_LISTING_
——————

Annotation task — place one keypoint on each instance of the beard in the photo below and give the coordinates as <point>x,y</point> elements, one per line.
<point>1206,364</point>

——————

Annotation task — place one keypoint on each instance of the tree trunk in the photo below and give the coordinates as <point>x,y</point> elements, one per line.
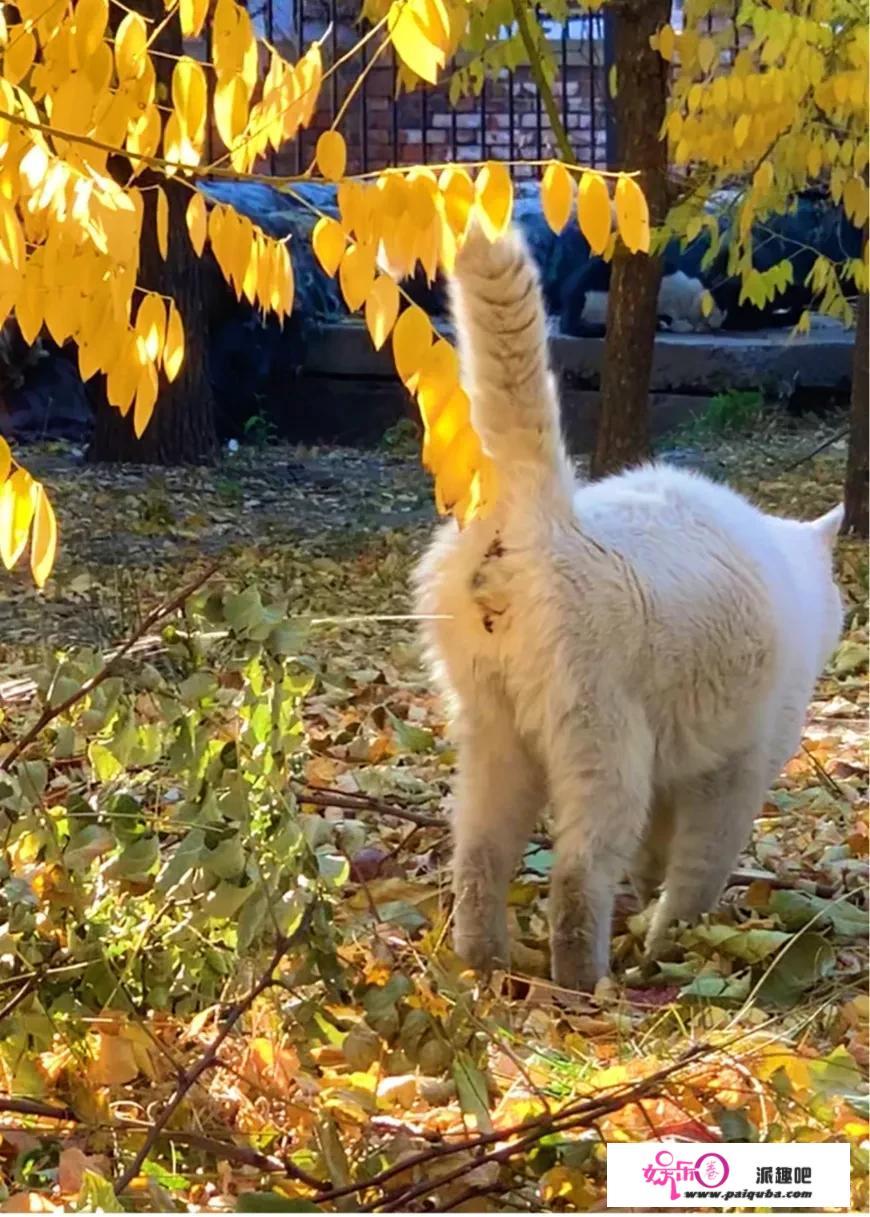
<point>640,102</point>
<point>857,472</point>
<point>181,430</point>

——————

_CHALLENGE_
Output the records from the line containing "of the beard" through the line containing "<point>1206,364</point>" as a two-column CSV with the headers input and output. Use one row per record, holding its text and its answer, with each field in double quotes and any line breaks replaced by spaces.

_FINISHED EXERCISE_
input,output
"Annotation task — place one keypoint on each instance of the beard in the photo below and give the coordinates as <point>x,y</point> elements, one per line.","<point>1206,364</point>"